**TASK GOAL**
Show each line of the entries below in which the word "shirt" appears.

**ENTRIES SUPPLIED**
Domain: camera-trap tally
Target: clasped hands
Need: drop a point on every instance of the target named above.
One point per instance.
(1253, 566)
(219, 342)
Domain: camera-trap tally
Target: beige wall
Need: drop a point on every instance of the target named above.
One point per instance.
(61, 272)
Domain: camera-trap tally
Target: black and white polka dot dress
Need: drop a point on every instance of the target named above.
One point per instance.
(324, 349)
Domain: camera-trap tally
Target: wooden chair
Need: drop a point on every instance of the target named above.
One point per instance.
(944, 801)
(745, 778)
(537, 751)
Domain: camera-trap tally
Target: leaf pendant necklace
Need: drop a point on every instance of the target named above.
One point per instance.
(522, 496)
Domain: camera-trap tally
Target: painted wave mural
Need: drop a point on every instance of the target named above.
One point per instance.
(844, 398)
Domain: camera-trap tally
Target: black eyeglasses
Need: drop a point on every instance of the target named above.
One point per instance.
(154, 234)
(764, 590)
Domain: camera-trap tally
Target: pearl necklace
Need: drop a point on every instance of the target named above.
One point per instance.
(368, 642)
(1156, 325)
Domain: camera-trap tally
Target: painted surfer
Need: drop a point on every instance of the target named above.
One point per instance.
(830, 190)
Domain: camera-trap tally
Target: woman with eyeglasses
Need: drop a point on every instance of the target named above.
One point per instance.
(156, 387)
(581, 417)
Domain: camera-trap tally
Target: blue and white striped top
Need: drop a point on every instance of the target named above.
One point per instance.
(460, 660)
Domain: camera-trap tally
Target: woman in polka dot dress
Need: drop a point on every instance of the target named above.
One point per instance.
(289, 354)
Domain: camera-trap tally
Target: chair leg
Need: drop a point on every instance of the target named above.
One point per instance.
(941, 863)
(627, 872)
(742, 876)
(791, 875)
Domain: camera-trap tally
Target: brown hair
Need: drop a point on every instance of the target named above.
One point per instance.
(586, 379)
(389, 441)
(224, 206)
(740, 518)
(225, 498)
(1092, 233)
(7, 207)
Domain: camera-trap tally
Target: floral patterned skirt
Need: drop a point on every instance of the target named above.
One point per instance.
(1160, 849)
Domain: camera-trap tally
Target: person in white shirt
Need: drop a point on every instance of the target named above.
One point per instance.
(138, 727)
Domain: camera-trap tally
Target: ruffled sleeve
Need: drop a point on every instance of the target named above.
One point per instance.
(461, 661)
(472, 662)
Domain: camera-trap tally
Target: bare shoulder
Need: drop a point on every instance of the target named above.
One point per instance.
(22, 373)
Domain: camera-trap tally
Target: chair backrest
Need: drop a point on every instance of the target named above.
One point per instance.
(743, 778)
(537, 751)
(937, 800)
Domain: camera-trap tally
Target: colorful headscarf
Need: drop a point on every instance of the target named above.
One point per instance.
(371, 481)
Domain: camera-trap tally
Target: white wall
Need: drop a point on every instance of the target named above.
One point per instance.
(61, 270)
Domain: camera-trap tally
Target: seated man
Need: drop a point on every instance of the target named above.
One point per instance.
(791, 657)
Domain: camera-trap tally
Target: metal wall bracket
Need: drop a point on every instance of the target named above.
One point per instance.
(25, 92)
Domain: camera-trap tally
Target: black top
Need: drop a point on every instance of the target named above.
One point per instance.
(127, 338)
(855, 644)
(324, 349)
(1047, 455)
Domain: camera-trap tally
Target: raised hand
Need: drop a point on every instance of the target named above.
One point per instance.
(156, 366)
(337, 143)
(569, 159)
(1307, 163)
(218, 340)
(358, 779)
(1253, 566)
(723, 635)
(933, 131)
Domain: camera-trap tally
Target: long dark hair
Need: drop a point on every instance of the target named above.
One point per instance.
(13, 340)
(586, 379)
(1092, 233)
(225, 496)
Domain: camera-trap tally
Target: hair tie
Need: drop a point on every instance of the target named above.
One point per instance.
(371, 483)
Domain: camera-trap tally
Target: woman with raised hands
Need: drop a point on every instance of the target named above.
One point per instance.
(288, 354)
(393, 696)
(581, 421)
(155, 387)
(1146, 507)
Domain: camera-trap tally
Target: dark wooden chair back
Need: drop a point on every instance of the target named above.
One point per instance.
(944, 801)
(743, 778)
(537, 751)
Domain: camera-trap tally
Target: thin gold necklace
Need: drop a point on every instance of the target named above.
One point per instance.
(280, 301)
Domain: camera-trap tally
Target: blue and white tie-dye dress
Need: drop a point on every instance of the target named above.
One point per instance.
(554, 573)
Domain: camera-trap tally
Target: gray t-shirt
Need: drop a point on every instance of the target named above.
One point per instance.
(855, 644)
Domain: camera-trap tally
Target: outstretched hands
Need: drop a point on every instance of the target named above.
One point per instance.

**REPLY**
Target: person in white shirt
Target: gray t-shirt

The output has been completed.